Objective
Please retype word for word the rows below, starting with the line that contains "Exercise. Identify every instance of the limestone" and going on through the final line of the rows.

Data listing
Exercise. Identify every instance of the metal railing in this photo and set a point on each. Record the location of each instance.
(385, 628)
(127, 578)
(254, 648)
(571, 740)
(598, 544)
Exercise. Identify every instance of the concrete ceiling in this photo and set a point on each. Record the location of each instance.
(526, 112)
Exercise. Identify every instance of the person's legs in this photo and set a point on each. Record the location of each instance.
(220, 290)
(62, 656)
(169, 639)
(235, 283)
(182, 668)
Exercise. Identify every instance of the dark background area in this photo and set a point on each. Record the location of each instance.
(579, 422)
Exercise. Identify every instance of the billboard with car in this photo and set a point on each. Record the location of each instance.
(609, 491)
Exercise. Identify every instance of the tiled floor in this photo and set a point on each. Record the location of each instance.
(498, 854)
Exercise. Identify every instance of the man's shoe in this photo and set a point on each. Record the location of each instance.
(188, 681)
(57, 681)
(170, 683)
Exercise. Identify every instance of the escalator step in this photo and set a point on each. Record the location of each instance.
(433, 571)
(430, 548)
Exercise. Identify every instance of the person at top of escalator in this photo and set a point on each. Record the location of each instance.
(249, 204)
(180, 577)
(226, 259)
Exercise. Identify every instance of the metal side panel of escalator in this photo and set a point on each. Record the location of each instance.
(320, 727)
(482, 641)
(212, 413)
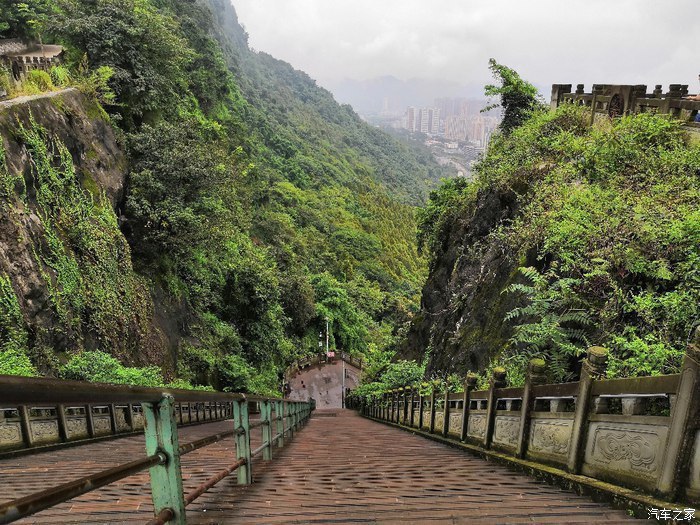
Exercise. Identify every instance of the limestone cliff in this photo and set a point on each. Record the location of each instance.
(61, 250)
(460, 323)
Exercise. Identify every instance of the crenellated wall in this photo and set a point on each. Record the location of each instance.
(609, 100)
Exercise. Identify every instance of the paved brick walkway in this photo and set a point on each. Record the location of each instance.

Solution for this task
Exercise. Identify every instance of the limestone cliff in this photo and set a point on each. Record the location of each instance.
(61, 250)
(460, 323)
Exercise. Identify every instance of the crenellated wall in this photo and set a point on each. Record the location of each instance.
(609, 100)
Exercise. Identify every instance of the paved brick walkway in this photo and set a point on each. Record the location of each instance.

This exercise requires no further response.